* **BRIEF**
Write out the items below as a JSON list of strings, one string per line, skipping blank lines and leaving out the pictures.

* **GIVEN ENTRIES**
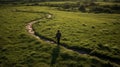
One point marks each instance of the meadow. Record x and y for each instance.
(98, 33)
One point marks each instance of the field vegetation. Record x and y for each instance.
(96, 34)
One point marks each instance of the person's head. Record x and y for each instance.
(58, 30)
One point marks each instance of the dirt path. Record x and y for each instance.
(32, 32)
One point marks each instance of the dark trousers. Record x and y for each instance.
(58, 41)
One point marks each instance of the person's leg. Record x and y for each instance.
(58, 40)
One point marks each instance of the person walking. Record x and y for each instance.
(58, 36)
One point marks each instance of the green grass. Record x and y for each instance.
(97, 32)
(19, 48)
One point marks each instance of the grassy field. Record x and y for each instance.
(92, 31)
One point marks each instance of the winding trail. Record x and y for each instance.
(29, 28)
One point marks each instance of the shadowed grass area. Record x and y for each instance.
(19, 48)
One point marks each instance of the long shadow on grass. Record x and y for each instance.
(55, 54)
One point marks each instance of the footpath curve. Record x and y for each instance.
(31, 31)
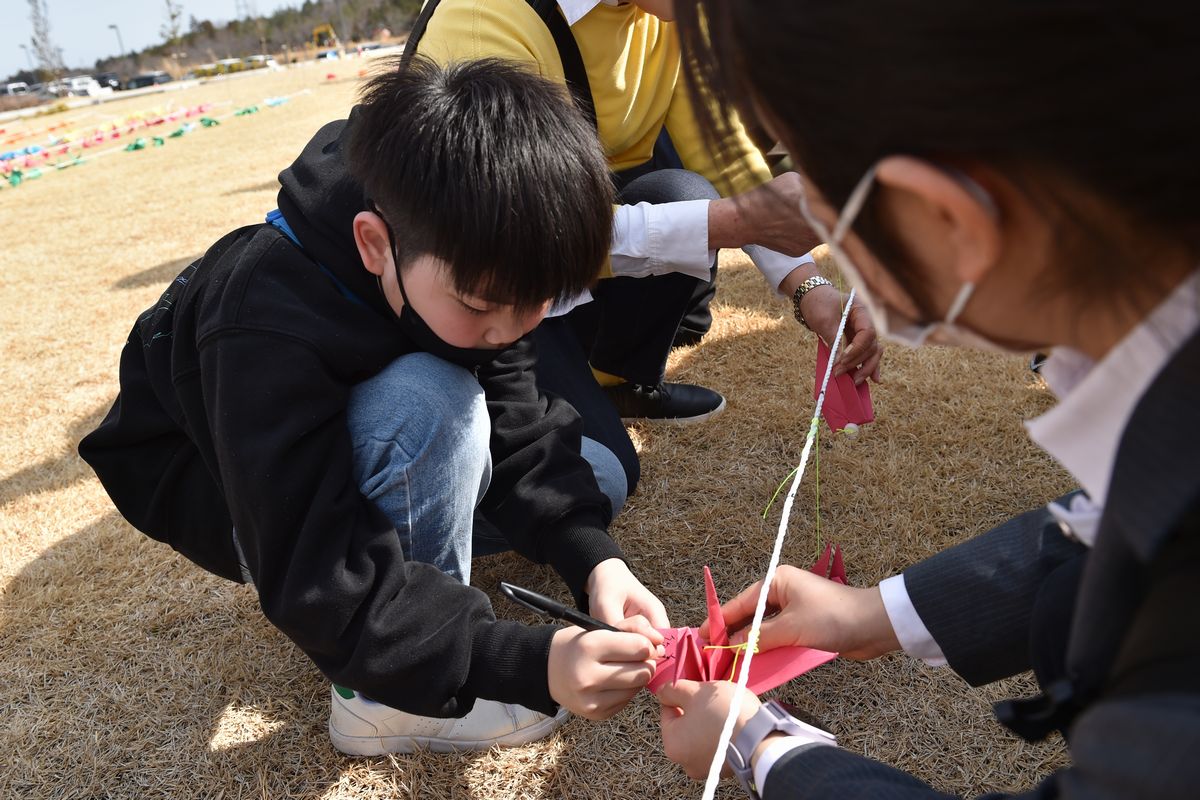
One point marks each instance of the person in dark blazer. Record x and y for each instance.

* **SOLUTION TO THE EXERCISE**
[
  "One point marks each instance of the meadow. Record x and y for each instance.",
  "(98, 33)",
  "One point marks each instance of the field vegetation. Record x and y for each instance.",
  "(96, 34)",
  "One point marks each instance of the person's head. Record x and y for each instance.",
  "(58, 30)",
  "One point marks each instance of the dirt path. Record x and y for each instance.",
  "(32, 32)",
  "One point marks each instance of the dark trousers. Record x and y for each instance.",
  "(58, 41)",
  "One point marks each instance of the person's leg. Record x and y for each instance.",
  "(58, 40)",
  "One point marks each instance of the person walking. Record x and y for each instance.",
  "(58, 36)",
  "One point marks each instance of the green grass. Record x and y for each instance.",
  "(97, 32)",
  "(19, 48)",
  "One point marks each instance of the grassy field. Record x and y for each instance.",
  "(92, 31)",
  "One point marks each instance of the winding trail. Record x and y for each instance.",
  "(29, 28)",
  "One point marks each instance of the shadowed grass area. Record x and y for each instance.",
  "(19, 48)",
  "One point marks each instance of the long shadow on grass. Record x and y for each instance.",
  "(55, 54)",
  "One point marks each instance of the footpath curve. Record x and y for each instance.",
  "(31, 31)",
  "One point marks each instance of the person in dark blazer. Record x and y for each instance."
]